Goal. Find every line that contains the string "truck" and copy each of those lines in full. Matching is case-sensitive.

Data rows.
[Begin]

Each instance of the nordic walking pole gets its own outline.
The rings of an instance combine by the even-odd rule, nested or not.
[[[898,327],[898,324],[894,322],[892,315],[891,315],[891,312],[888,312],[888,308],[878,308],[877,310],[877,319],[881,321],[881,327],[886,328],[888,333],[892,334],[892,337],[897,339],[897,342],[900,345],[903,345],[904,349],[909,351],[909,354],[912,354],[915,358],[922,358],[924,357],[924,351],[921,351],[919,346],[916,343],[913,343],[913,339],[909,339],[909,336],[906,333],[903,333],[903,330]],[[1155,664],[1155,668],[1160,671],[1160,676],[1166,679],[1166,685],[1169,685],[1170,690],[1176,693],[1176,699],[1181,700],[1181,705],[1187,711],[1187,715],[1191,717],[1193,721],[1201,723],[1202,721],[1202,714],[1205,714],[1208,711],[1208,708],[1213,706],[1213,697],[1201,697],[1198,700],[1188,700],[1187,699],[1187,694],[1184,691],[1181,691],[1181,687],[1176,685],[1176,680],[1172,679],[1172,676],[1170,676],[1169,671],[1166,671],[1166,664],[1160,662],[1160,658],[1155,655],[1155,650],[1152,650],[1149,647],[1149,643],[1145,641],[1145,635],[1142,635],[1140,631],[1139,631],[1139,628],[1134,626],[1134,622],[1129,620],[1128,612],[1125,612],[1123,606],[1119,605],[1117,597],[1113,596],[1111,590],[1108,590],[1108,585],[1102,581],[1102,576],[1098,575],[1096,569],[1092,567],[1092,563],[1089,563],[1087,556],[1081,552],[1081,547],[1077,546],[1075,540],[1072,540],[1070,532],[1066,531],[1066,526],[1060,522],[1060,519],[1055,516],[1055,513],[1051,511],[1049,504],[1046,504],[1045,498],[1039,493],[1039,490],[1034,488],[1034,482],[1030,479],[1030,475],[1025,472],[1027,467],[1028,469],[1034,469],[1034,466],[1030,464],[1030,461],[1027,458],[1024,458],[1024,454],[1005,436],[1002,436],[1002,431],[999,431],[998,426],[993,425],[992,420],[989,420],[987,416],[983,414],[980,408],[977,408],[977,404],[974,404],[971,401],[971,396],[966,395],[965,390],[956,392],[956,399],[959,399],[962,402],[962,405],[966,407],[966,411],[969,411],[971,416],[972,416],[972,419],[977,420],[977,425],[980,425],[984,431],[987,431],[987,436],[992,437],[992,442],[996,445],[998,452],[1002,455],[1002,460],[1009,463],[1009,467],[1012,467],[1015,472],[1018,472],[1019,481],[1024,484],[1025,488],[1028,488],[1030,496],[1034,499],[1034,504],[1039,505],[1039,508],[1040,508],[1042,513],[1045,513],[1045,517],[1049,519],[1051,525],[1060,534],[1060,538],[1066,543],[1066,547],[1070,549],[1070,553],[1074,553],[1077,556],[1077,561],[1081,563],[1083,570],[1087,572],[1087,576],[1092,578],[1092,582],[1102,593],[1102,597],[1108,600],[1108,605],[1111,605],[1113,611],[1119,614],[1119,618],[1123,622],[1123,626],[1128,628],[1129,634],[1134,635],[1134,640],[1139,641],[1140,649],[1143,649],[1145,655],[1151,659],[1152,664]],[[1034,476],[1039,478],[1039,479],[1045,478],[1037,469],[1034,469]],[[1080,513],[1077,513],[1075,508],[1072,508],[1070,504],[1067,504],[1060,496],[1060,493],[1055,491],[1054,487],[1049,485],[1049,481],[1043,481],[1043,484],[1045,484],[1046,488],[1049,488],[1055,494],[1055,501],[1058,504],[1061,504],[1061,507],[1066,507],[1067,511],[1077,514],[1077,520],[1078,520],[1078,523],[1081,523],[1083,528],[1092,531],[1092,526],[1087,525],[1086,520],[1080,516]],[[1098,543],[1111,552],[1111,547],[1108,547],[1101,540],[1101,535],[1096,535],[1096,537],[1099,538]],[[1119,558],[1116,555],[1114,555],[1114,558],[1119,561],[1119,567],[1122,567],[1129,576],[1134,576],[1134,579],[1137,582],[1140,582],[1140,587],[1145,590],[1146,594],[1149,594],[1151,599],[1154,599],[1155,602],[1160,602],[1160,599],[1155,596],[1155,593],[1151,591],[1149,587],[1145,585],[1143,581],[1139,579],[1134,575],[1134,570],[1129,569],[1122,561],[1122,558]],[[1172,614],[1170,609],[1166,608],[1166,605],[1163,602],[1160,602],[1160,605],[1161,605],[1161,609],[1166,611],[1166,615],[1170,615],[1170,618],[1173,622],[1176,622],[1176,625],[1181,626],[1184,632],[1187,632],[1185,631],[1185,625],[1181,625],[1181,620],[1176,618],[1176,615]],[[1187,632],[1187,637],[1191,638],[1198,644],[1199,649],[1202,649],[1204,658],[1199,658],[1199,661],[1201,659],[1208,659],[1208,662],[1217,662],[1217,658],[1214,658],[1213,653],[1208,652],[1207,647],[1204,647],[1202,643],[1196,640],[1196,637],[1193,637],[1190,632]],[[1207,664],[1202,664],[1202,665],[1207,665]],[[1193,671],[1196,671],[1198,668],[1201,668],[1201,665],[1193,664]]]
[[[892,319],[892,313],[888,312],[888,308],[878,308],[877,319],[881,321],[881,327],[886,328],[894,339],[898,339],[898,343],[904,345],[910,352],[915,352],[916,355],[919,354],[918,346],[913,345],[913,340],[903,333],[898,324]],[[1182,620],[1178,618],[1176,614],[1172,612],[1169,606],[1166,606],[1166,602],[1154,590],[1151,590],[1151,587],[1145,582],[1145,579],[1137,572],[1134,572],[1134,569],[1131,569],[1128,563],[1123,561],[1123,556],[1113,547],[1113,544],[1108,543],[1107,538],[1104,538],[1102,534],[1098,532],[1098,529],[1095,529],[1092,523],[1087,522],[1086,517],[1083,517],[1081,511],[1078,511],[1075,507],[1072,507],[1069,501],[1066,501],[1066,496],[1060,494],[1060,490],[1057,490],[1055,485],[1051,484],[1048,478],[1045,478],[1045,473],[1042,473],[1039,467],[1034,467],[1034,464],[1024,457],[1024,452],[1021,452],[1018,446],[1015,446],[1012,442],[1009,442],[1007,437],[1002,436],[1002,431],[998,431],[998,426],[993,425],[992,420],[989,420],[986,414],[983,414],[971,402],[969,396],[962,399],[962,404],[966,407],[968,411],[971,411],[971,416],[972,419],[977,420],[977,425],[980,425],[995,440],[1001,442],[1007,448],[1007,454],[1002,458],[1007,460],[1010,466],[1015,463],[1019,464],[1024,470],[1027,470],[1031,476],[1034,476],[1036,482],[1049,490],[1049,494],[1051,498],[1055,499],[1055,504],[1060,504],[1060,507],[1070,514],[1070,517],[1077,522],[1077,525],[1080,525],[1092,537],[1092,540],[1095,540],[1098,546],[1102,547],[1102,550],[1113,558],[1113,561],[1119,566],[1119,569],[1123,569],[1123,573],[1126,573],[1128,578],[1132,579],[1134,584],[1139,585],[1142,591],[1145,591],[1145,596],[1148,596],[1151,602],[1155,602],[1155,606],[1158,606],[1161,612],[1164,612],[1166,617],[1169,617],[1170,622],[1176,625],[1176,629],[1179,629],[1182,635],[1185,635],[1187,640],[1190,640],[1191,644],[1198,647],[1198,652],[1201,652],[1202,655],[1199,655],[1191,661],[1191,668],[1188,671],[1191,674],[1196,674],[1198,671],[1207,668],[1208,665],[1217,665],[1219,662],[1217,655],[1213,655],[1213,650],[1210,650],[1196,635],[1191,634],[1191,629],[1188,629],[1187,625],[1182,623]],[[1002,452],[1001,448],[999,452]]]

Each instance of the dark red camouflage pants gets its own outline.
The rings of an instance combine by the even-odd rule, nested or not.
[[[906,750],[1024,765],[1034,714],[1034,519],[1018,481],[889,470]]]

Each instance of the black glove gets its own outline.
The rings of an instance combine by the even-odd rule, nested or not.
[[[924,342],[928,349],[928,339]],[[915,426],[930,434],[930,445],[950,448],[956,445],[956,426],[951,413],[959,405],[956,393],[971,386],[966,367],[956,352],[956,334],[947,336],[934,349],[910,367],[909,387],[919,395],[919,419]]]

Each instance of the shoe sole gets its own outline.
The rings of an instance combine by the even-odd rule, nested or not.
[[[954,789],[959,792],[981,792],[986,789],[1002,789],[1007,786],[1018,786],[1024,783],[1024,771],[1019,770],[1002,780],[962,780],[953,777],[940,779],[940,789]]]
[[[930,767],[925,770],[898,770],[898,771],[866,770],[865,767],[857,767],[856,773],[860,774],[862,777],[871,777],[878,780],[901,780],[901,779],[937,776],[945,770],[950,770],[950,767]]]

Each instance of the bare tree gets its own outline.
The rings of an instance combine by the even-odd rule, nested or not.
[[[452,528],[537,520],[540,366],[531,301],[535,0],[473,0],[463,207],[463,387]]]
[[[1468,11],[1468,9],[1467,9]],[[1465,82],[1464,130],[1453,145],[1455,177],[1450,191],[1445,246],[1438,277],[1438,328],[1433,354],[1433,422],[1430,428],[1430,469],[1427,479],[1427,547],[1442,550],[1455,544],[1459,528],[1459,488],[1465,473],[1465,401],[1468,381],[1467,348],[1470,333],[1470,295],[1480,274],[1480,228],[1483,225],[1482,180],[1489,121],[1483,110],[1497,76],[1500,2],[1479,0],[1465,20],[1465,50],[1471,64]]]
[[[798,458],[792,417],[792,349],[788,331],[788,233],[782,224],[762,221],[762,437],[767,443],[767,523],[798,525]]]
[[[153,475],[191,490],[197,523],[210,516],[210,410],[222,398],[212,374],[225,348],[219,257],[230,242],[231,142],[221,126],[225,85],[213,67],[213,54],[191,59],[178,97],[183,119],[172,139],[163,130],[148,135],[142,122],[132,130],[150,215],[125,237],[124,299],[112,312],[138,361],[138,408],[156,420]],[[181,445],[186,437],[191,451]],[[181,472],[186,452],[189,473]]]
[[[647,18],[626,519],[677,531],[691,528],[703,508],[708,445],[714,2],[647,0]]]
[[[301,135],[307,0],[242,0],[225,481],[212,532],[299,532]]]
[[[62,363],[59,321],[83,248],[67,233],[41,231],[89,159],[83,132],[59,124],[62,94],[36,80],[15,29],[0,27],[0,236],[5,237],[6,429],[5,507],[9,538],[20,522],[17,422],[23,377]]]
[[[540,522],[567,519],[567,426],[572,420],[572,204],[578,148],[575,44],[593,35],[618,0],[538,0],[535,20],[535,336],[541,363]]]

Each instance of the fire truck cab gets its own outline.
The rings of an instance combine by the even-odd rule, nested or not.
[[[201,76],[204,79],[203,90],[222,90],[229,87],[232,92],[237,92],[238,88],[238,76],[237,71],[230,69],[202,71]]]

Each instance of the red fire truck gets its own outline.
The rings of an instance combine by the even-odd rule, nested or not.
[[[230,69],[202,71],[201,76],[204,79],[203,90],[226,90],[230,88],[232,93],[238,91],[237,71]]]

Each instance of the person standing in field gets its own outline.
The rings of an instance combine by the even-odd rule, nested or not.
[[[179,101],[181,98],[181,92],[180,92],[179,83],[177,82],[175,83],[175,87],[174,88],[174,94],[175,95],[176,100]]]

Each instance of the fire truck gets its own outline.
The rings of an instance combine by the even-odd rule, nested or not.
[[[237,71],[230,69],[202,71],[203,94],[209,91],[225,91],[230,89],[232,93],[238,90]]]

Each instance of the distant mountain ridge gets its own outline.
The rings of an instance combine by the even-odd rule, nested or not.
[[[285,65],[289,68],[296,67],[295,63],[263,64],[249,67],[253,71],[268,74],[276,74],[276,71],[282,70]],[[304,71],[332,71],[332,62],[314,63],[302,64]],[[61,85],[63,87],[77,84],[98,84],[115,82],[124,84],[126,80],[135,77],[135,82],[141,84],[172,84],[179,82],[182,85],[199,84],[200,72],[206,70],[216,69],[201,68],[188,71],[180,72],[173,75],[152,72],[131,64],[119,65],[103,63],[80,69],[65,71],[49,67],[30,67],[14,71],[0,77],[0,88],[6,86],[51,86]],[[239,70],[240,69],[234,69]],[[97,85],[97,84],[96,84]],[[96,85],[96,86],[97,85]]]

[End]

Reply to the exercise.
Each instance of the fire truck cab gets its own outline.
Each instance of the red fire truck gets its own outline.
Each instance of the fire truck gets its own outline.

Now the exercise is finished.